It’s a long piece and I can’t do it justice in a short post. The basic idea is this: a university professor seeks a job in Ann Arbor at the University of Michigan, but only if her wife can get some sort of a job there too. The professor lets that fact slip to another applicant for the job, who is jealous and resentful that he was not offered the job first. He instantly sets about engaging in a pattern of stalking and harassment by making anonymous Title IX complaints — made up wholly out of thin air — against the wife. The idea: to prevent the professor’s wife from getting a job, which will lead to the professor declining the job, opening the way for the harasser to get the job.

It is a long road.

Eventually, I wrote to the president of A.S.U. He had told us during our faculty orientation that we should always feel free to reach out directly to him, so I decided to take him at his word. I told him that someone had been using the university’s Title IX process to harass us, that this person had impersonated students and faculty members and had posted false statements about Marta on Reddit. I explained that there was no evidence that either Marta or I had done anything wrong, yet the Title IX office had told us that it could not close its investigation if emails kept coming in from this anonymous individual. “We are strong believers in the importance of Title IX protections,” I concluded, “but we also feel like there has to be a system in place to protect faculty and students from outsiders who might use that system to defame and harass.”

******

Directions -
**A.** In the Title IX harassment account, on what site were false statements about Marta posted?
**B.** Please continue the Title IX harassment account from where it stops.

Some data -
******

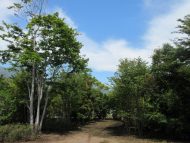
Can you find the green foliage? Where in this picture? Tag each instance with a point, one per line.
(12, 133)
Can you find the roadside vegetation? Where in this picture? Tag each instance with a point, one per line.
(51, 88)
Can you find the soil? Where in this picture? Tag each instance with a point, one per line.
(106, 131)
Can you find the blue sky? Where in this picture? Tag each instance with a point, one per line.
(115, 29)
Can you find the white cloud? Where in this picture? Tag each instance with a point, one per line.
(105, 56)
(161, 28)
(5, 15)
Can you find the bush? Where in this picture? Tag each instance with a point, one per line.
(12, 133)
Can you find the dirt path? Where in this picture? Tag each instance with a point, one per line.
(99, 132)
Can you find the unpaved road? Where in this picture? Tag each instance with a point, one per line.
(106, 131)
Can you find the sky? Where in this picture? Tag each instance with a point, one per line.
(111, 30)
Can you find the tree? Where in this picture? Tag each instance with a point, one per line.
(46, 47)
(128, 87)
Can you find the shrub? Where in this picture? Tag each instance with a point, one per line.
(12, 133)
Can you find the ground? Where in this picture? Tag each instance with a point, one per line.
(106, 131)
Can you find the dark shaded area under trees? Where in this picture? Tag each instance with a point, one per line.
(51, 83)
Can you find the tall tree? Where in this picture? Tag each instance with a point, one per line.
(44, 48)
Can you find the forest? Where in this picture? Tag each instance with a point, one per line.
(51, 88)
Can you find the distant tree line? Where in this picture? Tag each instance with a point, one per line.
(155, 99)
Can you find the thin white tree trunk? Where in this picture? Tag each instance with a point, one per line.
(40, 95)
(31, 96)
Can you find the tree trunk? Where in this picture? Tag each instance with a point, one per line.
(45, 107)
(40, 95)
(31, 96)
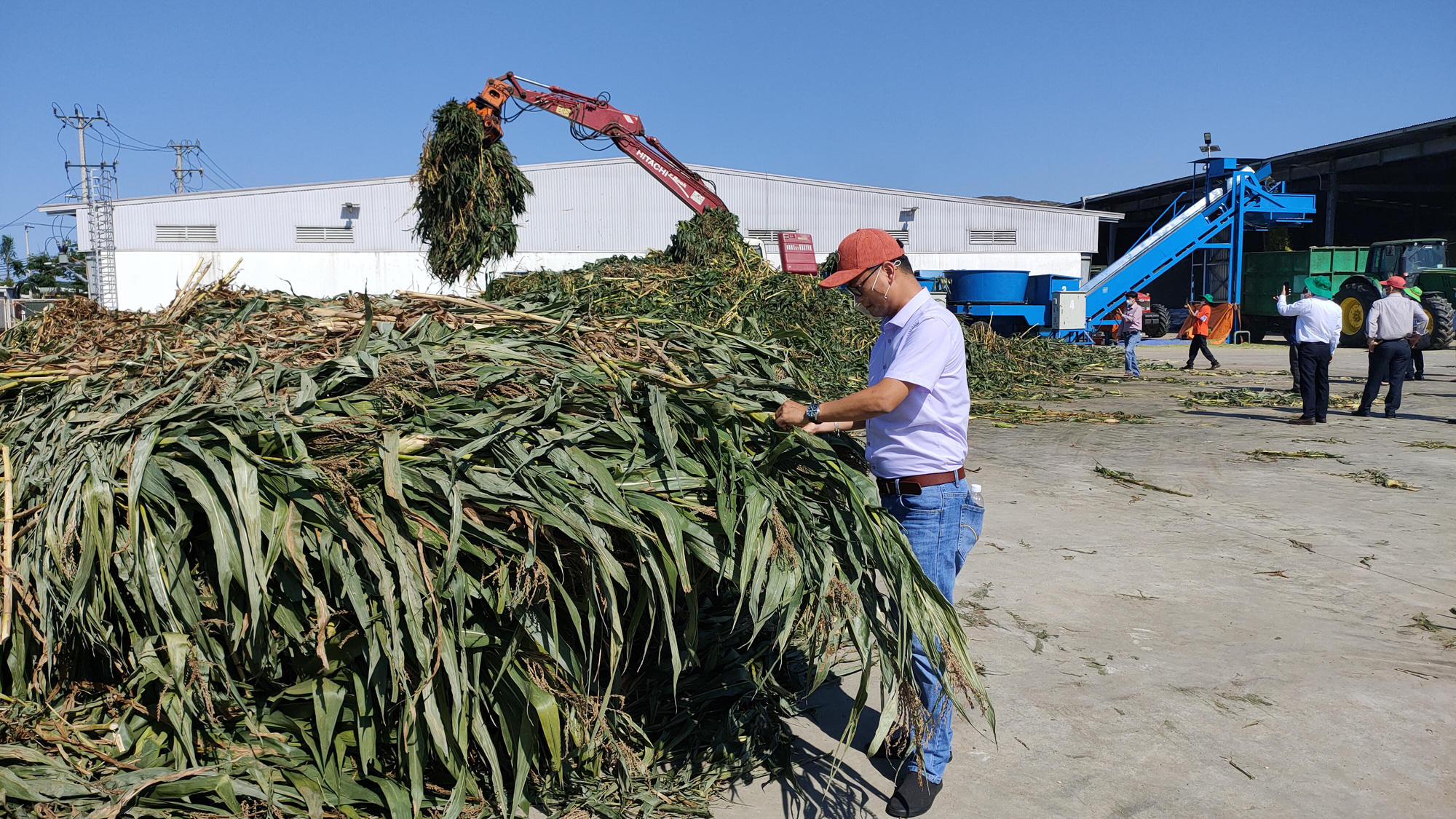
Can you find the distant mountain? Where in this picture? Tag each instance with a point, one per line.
(1018, 200)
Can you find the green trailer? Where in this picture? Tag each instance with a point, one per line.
(1265, 274)
(1355, 276)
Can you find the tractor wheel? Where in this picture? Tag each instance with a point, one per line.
(1155, 321)
(1355, 299)
(1444, 320)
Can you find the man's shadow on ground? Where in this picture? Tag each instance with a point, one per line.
(825, 791)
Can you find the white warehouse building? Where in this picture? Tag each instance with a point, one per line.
(330, 238)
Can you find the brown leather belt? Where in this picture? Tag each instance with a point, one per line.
(912, 484)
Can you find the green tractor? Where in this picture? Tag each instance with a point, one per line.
(1355, 274)
(1423, 264)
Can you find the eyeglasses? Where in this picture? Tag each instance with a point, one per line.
(857, 290)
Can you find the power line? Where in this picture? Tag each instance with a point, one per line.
(219, 170)
(33, 210)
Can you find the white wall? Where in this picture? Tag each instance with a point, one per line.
(149, 279)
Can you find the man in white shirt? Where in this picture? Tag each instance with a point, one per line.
(914, 413)
(1391, 328)
(1317, 334)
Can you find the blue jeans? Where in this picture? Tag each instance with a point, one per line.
(943, 525)
(1131, 352)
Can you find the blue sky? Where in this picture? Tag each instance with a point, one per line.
(1037, 100)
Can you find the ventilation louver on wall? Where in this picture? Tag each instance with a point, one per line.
(769, 237)
(991, 237)
(324, 234)
(187, 234)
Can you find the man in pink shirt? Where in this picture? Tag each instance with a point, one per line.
(1131, 331)
(914, 413)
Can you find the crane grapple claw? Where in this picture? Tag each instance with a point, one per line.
(488, 106)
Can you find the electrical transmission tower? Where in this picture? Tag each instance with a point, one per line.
(101, 263)
(181, 173)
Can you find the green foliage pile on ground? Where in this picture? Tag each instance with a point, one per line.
(1030, 366)
(470, 194)
(427, 555)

******

Answers to the tasks -
**A.** Reddit.

**B.**
That afternoon, I received a response from the vice provost, who assured me that investigators were being urged to move expeditiously. “I know it can be frustrating to wait for findings,” she added, “but we are obligated to look into allegations that are brought to us.”

It ended up working. Marta did not get the job.

The story evoked flashbacks of what it is like to be the target of an obsessed Internet stalker. The techniques used are the same: the stalker uses phony accusations, pretends to be the victim himself, and does his level best to upend a stranger’s life for petty and vindictive personal reasons. It’s an agonizing and Orwellian story. Read it all!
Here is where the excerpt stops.